• Page extract
■ ■ ■ ■

Notice I’m not saying: Never eat out. Never travel. Never buy a home. What I am saying is be smart about where you put the money you have, so you get the most value on things you already do. I’m not a big fan of self-denial, but I am a big fan of self-discipline – making the most informed choices that set you up for long-term growth and happiness.
When you gain skill at reducing your expenses and liberating your income, it becomes yours to work with. One of the best benefits of having low expenses is the freedom to take calculated risks.
Your threshold for attaining wealth (when you’re producing enough passive income to cover your living expenses) is also a lot closer.
It’s relatively simple to generate a thousand dollars per month in passive income, but much more difficult to generate ten thousand dollars per month. Think of those pro-blogger types that always talk about living like a king on only the revenue from their websites (you know who you are).
They can do that because their expenses are super low to start with. They can live in Thailand or somewhere for only a few bucks a day, and invest the rest of their earnings into other income-producing areas or luxury goods.

■ ■ ■ ■

• Given task
Copy out the stretch of the passage on cutting expenses above from "When you gain" through "or luxury goods.", word for word.

[Extracted data entries]
■ ■ ■ ■

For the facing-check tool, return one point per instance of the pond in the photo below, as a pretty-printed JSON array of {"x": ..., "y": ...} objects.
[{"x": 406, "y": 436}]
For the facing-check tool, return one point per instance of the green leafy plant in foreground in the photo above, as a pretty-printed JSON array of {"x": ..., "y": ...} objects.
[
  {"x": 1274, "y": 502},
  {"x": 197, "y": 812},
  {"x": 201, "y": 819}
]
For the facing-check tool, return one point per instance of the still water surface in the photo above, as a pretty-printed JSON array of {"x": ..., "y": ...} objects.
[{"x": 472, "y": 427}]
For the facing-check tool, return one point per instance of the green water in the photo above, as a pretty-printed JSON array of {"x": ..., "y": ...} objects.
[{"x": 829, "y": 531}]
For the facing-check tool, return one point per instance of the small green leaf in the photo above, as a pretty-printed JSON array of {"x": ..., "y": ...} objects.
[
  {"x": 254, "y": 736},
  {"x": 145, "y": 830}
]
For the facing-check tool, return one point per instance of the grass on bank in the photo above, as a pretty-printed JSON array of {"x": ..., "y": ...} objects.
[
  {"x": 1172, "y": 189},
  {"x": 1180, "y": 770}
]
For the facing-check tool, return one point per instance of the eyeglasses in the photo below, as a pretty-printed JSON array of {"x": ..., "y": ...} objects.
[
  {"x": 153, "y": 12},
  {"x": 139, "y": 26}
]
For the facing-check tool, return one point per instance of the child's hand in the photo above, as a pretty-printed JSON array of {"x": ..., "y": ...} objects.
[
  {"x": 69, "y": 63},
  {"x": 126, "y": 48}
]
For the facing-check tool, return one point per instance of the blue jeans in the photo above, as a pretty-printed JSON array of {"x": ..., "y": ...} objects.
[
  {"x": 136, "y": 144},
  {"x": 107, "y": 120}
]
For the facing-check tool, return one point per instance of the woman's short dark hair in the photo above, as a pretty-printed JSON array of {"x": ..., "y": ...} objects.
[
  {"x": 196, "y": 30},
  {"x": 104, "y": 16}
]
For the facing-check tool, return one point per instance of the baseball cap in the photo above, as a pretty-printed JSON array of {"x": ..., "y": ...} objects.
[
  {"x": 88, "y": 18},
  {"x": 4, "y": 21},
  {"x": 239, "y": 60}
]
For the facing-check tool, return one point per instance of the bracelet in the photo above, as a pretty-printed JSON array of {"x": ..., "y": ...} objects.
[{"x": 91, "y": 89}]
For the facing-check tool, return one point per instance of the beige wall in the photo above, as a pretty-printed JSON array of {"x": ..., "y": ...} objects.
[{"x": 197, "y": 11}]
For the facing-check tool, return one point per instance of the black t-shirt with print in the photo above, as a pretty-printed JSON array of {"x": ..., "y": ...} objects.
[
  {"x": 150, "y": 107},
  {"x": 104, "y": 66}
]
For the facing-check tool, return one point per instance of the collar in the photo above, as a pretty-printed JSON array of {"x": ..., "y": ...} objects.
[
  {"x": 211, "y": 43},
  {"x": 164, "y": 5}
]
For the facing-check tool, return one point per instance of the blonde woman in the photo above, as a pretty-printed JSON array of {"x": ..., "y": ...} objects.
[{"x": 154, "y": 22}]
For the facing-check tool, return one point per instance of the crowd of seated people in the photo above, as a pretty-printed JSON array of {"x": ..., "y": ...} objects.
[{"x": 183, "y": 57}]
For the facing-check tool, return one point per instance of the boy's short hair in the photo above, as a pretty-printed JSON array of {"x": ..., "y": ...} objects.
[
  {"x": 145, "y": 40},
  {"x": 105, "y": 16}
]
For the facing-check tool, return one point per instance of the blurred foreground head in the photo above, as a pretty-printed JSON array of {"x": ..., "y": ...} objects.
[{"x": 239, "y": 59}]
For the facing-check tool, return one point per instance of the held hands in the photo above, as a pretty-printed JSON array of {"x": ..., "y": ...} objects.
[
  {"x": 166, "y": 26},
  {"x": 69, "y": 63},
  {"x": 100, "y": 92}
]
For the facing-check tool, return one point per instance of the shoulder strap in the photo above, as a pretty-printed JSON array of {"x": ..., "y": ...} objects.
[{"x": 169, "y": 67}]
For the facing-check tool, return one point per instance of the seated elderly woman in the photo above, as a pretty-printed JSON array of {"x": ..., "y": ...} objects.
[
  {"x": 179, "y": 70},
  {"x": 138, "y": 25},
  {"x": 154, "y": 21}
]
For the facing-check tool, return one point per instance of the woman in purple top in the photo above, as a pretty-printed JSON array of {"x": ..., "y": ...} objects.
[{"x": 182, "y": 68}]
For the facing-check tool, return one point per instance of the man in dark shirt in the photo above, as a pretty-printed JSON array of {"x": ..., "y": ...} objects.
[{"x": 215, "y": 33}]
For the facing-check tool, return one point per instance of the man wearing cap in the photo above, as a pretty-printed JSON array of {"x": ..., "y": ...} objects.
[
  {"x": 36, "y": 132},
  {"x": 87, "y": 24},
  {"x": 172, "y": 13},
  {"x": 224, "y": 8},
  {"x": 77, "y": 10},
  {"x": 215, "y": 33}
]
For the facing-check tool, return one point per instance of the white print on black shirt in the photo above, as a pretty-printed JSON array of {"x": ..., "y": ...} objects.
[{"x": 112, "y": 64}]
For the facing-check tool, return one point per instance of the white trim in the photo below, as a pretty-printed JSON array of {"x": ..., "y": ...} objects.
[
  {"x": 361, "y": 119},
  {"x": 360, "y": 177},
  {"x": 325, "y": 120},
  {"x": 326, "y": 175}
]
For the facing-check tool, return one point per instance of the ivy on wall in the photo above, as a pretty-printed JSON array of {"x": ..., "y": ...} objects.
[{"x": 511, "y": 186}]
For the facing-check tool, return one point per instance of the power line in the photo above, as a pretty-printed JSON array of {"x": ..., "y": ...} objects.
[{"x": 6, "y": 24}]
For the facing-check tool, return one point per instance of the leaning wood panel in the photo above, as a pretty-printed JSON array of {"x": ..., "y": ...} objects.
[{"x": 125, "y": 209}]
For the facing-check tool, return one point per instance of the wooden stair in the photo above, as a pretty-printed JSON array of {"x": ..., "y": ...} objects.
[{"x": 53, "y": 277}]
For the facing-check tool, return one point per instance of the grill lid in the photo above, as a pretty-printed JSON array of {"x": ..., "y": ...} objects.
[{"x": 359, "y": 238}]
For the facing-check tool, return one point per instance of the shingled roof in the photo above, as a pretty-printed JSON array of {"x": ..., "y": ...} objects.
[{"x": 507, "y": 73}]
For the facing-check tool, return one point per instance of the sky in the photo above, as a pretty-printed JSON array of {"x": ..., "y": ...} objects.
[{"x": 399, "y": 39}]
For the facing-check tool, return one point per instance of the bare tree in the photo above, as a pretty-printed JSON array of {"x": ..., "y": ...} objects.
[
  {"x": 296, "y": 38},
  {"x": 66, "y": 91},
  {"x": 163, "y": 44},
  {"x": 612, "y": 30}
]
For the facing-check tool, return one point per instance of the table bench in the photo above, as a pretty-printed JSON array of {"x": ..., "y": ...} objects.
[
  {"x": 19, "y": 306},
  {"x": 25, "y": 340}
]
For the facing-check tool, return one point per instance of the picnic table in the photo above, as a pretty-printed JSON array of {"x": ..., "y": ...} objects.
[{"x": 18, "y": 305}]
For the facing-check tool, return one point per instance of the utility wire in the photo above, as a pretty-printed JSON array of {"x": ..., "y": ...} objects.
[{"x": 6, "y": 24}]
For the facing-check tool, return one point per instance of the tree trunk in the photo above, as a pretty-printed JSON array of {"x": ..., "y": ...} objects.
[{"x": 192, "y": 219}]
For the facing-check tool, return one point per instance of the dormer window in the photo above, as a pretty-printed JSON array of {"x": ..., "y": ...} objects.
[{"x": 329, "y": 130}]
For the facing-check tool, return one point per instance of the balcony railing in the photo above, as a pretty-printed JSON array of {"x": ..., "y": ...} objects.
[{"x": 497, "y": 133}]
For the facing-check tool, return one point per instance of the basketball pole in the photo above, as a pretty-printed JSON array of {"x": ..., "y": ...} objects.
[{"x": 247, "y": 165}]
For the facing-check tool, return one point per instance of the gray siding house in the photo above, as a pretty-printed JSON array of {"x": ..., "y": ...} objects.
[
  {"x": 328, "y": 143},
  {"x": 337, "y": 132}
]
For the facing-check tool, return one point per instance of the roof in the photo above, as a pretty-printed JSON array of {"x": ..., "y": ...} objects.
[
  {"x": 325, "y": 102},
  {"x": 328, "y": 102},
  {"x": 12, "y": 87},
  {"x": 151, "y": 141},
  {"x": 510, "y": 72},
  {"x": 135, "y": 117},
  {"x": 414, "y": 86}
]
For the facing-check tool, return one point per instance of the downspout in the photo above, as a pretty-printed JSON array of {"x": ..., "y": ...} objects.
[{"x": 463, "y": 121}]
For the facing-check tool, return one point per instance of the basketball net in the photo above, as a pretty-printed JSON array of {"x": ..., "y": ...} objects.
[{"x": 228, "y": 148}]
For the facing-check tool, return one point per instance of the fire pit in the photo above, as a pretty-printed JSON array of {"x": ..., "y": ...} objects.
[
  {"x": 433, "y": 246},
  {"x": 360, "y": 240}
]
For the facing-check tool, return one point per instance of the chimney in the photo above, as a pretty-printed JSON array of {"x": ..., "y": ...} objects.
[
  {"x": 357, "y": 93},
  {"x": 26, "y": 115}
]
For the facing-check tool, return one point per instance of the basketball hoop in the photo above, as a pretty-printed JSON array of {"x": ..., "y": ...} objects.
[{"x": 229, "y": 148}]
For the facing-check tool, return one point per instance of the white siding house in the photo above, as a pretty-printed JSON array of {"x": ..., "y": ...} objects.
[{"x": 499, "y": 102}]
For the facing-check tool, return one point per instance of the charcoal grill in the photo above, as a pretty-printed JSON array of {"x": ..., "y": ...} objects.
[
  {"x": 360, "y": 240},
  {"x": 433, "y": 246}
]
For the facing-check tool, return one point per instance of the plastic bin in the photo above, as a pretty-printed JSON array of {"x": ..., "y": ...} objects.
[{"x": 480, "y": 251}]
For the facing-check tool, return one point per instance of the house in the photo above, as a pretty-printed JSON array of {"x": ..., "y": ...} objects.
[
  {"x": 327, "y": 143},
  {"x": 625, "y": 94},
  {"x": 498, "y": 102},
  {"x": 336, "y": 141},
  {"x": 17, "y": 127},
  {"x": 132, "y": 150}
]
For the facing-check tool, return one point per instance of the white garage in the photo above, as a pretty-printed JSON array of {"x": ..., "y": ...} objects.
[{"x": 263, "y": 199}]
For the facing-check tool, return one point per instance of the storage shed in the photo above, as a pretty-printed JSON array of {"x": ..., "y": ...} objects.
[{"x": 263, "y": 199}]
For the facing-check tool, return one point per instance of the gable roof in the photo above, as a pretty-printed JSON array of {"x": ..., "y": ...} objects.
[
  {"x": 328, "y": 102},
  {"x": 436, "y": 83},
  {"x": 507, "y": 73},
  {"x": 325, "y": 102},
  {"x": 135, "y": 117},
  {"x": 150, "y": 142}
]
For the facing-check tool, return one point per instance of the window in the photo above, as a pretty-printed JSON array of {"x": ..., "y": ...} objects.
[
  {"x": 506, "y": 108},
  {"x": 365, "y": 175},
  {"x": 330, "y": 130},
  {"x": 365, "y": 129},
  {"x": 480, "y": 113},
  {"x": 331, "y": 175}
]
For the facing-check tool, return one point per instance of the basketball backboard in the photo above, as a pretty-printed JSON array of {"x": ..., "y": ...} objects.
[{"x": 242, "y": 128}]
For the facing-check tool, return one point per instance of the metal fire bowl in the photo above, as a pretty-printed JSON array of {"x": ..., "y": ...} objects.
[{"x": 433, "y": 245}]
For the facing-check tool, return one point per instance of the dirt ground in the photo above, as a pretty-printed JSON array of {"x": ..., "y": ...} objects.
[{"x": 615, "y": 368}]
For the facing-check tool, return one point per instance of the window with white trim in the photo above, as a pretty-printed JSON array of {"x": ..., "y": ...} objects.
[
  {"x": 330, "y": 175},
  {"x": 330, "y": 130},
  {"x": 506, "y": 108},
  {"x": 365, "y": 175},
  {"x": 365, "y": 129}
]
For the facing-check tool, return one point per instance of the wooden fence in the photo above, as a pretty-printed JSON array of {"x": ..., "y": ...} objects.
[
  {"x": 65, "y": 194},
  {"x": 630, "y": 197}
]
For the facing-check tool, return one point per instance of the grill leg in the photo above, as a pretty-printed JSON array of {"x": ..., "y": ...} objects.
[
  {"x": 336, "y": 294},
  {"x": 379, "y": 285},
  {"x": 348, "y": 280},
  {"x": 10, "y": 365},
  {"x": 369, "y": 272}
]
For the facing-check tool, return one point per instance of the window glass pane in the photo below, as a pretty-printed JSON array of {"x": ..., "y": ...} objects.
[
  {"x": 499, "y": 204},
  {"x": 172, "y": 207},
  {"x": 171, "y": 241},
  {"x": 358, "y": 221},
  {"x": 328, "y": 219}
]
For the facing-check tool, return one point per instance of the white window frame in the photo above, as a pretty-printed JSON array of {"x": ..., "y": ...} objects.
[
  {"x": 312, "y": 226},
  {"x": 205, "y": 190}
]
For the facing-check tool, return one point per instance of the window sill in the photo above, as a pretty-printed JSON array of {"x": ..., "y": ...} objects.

■ ■ ■ ■

• Problem solution
When you gain skill at reducing your expenses and liberating your income, it becomes yours to work with. One of the best benefits of having low expenses is the freedom to take calculated risks.
Your threshold for attaining wealth (when you’re producing enough passive income to cover your living expenses) is also a lot closer.
It’s relatively simple to generate a thousand dollars per month in passive income, but much more difficult to generate ten thousand dollars per month. Think of those pro-blogger types that always talk about living like a king on only the revenue from their websites (you know who you are).
They can do that because their expenses are super low to start with. They can live in Thailand or somewhere for only a few bucks a day, and invest the rest of their earnings into other income-producing areas or luxury goods.